= Selection =
One thing you won't find in the Globe's online ICA section is a link to an excellent Ideas essay by painter and critic Dushko Petrovich, who back in September argued that the idea of a "contemporary museum" is, in certain important respects, a contradiction in terms. While a museum of non-contemporary art can build a collection of art that has stood the test of time, he pointed out, by exhibiting and purchasing -- sometimes even commissioning -- new work by living artists, a contemporary art museum becomes a player in the art market, driving up the "stock" of those artists. A side effect of the rush to build contemporary art museums (like Bilbao's Guggenheim, London's Tate Modern, and New York's MoMA), Petrovich adds, is this:
There simply isn't enough high quality work to fill the profusion of buildings. Even as artists tend towards cheaper and reproducible media like videos and digital photographs, it seems hard to fill the spaces. The effect on art seems, to put it plainly, bad.
Petrovich singles out for ridicule the Guggenheim's "Art of the Motorcycle" show, its exhibit of Armani suits, and the 43-foot-tall puppy made of 70,000 flowering plants that the Gugg commissioned from Jeff Koons. One would like to ask what he thinks of "The Divine Gas," a monumental mural commissioned for the lobby of Boston's new ICA.

= What to work on =
Write the next part of the piece on contemporary art museums, picking up after its final sentence. The entries that follow come from a different source.

= Rows =
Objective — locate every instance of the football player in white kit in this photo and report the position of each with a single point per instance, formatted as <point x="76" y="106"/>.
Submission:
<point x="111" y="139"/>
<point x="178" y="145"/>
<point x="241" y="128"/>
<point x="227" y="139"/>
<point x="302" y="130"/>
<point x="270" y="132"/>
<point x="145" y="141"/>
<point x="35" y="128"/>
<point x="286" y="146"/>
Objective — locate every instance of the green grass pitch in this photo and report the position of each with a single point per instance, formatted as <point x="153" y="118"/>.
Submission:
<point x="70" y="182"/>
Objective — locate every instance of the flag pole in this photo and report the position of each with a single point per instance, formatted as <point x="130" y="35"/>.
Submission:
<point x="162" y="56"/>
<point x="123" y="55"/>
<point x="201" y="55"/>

= Response to this task =
Drawn by artist Chiho Aoshima and printed on adhesive vinyl, "Gas" was (one hears) originally titled "The Divine Fart," for reasons that become obvious when you give the artwork a close look. The ICA coyly shows only an innocuous detail of the mural on their website, but the Globe shot a 360-degree photo of the lobby; so you can take a peek for yourself.
Can't take the time to view the 360-degree photo? OK, here's a photo of the divine gas in media afflatus:
PS: Despite my snarky tone in this post, I actually think "Divine Gas" is gorgeous, and very funny too. But one wonders how it will go over with other Bostonian museumgoers, who by all accounts are a stuffy lot. As they step into Boston's first new art museum in nearly a century, will they mind having their faces farted in? Stay tuned.
UPDATE: To see Ward Sutton's great illustration for Petrovich's essay, click here.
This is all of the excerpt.